Prompt 1 —
Rewrite the dimensional modeling guide between "Key insight: Facts" and "why. Descriptive attributes.", inclusive, replacing "append-only" with "insert-only".
Prompt 2 —
Resize the coordinates in the listing's answers, from the line holding "table is? Semicolon-separated coordinates please — x1;y1;x2;y2." through the line holding "170;578;251;605", inclusive, by multiplying each one by 2.35 and rounding to whole numbers, with halves rounded up. Write out only those lines, requests included.

Dimensional Modeling Guide for ODIBI¶

A practical reference for building data warehouses with ODIBI.

Table of Contents¶

The Problem We're Solving
Facts and Dimensions
The Star Schema
Natural Keys vs Surrogate Keys
Bronze → Silver → Gold Flow
Where Do IDs Come From?
Lookup Tables vs Dimension Tables
Slowly Changing Dimensions (SCD)
The Date Dimension
Aggregations
Common Mistakes to Avoid
ODIBI Current State vs Target

The Problem We're Solving¶

Raw Data is Hard to Query¶

Your source systems store data for operations, not analysis:

orders.csv
| customer_email    | product_name | quantity | price | timestamp           |
|-------------------|--------------|----------|-------|---------------------|
| john@mail.com     | Latte        | 2        | 11.00 | 2024-01-15 09:15:00 |

To answer "What was revenue by product category for Q4 weekends?", you need: - Product category (not in orders) - Whether it's a weekend (calculated from timestamp) - Q4 filter (calculated from timestamp)

Dimensional modeling pre-calculates and organizes this context.

Facts and Dimensions¶

Fact Table = What Happened¶

Events, transactions, measurements. Numbers you can add/count/average.

Contains	Example
Measures (numbers)	`quantity`, `price`, `total_amount`
Foreign keys (pointers to dimensions)	`customer_sk`, `product_sk`, `date_sk`
Degenerate dimensions (IDs with no table)	`order_id`, `invoice_number`

Key insight: Facts are usually append-only. Once it happened, it happened.

Dimension Table = Context About What Happened¶

Who, what, when, where, why. Descriptive attributes.

Contains	Example
Primary key	`customer_sk`
Natural key	`customer_id` (from source system)
Descriptive attributes	`name`, `email`, `city`, `segment`
Hierarchies	`city` → `state` → `country`

Key insight: Dimensions change over time. A customer might move cities.

Dataset entries —
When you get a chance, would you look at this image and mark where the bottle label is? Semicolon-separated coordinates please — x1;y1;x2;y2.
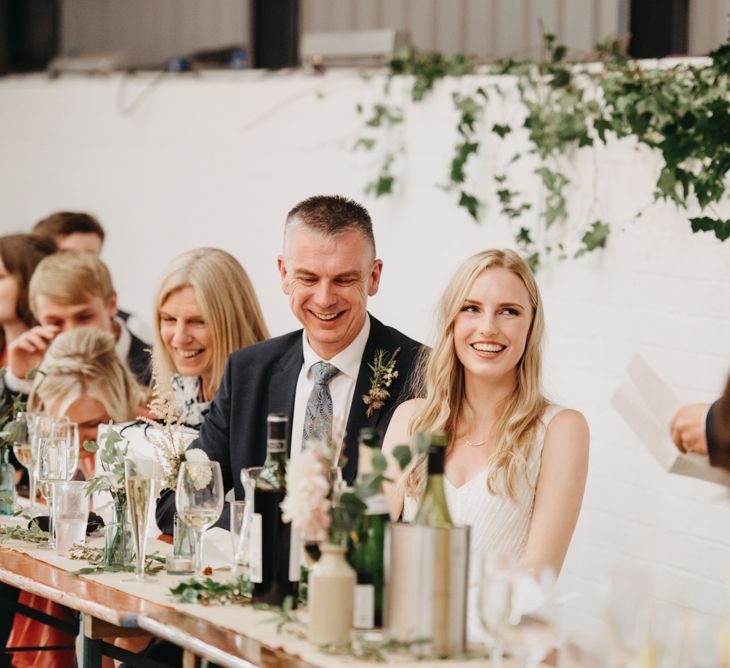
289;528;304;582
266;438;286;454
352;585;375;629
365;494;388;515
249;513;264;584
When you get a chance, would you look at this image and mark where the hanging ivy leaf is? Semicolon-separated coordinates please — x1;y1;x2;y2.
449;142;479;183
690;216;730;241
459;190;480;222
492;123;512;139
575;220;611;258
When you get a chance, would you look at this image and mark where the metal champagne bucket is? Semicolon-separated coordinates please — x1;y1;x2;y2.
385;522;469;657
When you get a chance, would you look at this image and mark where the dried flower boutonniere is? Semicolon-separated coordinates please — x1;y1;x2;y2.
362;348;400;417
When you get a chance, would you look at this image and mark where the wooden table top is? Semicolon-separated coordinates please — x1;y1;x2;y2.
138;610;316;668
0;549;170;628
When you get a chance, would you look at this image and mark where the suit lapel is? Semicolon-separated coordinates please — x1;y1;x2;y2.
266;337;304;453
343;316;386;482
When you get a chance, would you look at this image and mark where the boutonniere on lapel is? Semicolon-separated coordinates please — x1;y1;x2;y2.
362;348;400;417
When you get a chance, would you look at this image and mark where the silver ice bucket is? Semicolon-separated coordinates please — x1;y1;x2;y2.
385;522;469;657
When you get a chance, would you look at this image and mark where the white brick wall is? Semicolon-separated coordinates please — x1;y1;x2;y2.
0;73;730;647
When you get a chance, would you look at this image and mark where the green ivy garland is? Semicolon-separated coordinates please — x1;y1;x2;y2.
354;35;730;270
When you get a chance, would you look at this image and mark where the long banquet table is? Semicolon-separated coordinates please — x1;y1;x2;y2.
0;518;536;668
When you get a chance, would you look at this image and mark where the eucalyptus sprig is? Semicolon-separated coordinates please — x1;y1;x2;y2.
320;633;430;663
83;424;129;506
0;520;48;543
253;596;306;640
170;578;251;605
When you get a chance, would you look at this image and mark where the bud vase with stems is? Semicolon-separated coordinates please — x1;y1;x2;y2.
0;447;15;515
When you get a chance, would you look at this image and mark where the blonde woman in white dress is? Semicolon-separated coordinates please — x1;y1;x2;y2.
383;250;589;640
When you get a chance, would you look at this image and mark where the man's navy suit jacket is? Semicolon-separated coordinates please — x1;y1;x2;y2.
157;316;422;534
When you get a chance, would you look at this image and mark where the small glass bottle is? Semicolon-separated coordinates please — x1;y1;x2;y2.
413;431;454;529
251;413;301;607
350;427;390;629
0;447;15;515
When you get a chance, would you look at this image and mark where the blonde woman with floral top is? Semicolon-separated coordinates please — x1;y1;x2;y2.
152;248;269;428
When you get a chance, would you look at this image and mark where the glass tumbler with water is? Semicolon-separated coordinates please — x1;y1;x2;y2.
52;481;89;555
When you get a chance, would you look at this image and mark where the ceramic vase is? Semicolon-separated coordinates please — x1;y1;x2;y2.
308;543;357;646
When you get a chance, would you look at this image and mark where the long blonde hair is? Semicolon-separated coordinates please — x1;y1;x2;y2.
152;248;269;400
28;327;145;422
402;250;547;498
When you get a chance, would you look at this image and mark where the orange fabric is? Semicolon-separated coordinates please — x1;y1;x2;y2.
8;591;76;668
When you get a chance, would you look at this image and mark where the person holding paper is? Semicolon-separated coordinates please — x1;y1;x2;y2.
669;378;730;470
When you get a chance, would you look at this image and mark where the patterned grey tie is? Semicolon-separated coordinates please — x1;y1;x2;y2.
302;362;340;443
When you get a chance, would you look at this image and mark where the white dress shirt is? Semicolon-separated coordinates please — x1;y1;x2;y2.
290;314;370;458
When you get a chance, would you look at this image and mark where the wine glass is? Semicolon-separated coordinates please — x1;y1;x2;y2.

Task answer 1 —
Key insight: Facts are usually insert-only. Once it happened, it happened.

Dimension Table = Context About What Happened¶

Who, what, when, where, why. Descriptive attributes.

Task answer 2 —
When you get a chance, would you look at this image and mark where the long banquet table is? Semicolon-separated coordinates please — x1;y1;x2;y2.
0;1217;1260;1570
When you get a chance, would you look at this image and mark where the eucalyptus sprig is? Semicolon-separated coordinates please — x1;y1;x2;y2.
752;1488;1011;1558
195;996;303;1189
0;1222;113;1276
595;1401;719;1504
400;1358;590;1422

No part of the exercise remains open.